• **Consigne 1**
D'après le résumé de thèse, entre quels territoires se trouvent les seuils basaltiques que franchissent les eaux en débordant vers le Sud ?
• **Consigne 2**
Poursuivez le résumé de thèse sur la circulation profonde en Atlantique Nord à partir de sa dernière phrase.

• **Extrait du texte**

_ _ _ _

Soutenance de thèse
Nathan Stevenard
LSCE
Dynamique de la circulation profonde en Atlantique Nord subpolaire au cours des derniers 400 000 ans
Résumé
Français
Les modèles du climat simulent un ralentissement de la circulation méridienne atlantique de retournement (Atlantic Meridional Overturning Circulation, AMOC) au cours du 21e siècle. Cependant, de grandes incertitudes demeurent sur l’ampleur de ce ralentissement. Les mécanismes contrôlant l’AMOC, dont notamment les interactions océan-atmosphère-glace associées, sont encore mal compris et mal représentés dans ces modèles climatiques. L’AMOC consiste en la dérive nord-atlantique des eaux chaudes et salées du Gulf Stream, qui plongent lors de la formation hivernale de glace de mer dans les mers nordiques. Elles débordent ensuite vers le Sud dans le bassin Atlantique, en franchissant les seuils basaltiques entre le Groenland, l’Islande et l’Écosse. Ces courants de débordement forment par la suite les eaux les plus profondes de l’Atlantique Nord, appelées North Atlantic Deep Water (NADW).

_ _ _ _

• **Matériel source**
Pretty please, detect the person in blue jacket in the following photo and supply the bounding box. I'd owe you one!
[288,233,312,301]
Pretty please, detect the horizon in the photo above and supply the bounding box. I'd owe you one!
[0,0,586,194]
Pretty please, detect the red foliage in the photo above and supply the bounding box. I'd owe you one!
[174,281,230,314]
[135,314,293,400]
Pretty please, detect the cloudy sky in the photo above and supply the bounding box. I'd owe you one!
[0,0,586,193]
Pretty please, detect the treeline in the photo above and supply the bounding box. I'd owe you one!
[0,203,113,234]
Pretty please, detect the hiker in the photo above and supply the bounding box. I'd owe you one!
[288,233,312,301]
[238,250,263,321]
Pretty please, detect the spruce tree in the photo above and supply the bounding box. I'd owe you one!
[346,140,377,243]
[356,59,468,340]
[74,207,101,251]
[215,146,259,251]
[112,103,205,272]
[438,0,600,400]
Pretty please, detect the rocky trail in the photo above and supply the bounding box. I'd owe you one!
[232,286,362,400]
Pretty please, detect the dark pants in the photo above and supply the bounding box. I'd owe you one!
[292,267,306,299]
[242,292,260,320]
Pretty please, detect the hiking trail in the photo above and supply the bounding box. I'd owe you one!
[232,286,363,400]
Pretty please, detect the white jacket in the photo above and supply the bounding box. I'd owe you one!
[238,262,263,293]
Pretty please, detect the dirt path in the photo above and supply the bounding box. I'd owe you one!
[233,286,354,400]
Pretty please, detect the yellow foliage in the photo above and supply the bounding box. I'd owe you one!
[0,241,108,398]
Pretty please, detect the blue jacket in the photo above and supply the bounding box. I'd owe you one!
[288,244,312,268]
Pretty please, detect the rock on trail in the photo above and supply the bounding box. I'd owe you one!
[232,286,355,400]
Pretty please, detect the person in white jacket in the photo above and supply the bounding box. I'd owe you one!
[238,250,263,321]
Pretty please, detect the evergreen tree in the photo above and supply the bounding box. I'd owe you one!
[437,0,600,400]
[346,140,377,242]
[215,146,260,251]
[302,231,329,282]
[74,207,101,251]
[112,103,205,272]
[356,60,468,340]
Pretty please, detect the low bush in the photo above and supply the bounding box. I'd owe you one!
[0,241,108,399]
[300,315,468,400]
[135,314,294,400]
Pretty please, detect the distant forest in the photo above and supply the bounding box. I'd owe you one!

_ _ _ _

• **Espace de réponse 1**
Le Groenland, l'Islande et l'Écosse.

• **Espace de réponse 2**
Mon projet de thèse vise à étudier, au cours des derniers 400 000 ans, les variations d’intensité de l’une des masses d’eau de débordement (l’Iceland-Scotland Overflow Water ou ISOW), qui constitue l’une des deux branches profondes de l’AMOC en Atlantique Nord. Une approche multi-traceurs incluant des analyses par fluorescence aux rayons-X, de granulométrie et de magnétisme environnemental, a été appliquée sur les fractions détritiques de trois archives sédimentaires (MD03-2673, MD03-2679 et MD03-2685) situées le long du passage de l’ISOW actuel (Björn et Gardar drifts).
À l’échelle glaciaire-interglaciaire, l’ISOW est caractérisée par deux régimes distincts : intensité forte durant les périodes interglaciaires au sens large, intensité faible (mais non nulle) durant les périodes glaciaires. Les transitions entre ces deux régimes semblent être déclenchées par des évènements millénaires. L’état du régime d’intensité suite à cet évènement semble dépendre du volume des calottes glaciaires de l’hémisphère Nord, notamment lorsqu’une valeur seuil de δ18O benthique de 4 ‰ est franchie.
À l’échelle millénaire, les variations d’intensité de l’ISOW montrent un fort couplage entre les températures de surface du gyre subpolaire, celles du Groenland, et les décharges d’eau douce en Atlantique Nord. Un schéma complexe semble émerger de ces couplages, suggérant que les variations d’intensité de l’ISOW (ralentissement/renforcement) agissent comme une conséquence d’une extension/rétraction du gyre subpolaire et de la quantité d’eau douce déversée en Atlantique Nord, mais également comme une cause de refroidissement/réchauffement de l’hémisphère Nord.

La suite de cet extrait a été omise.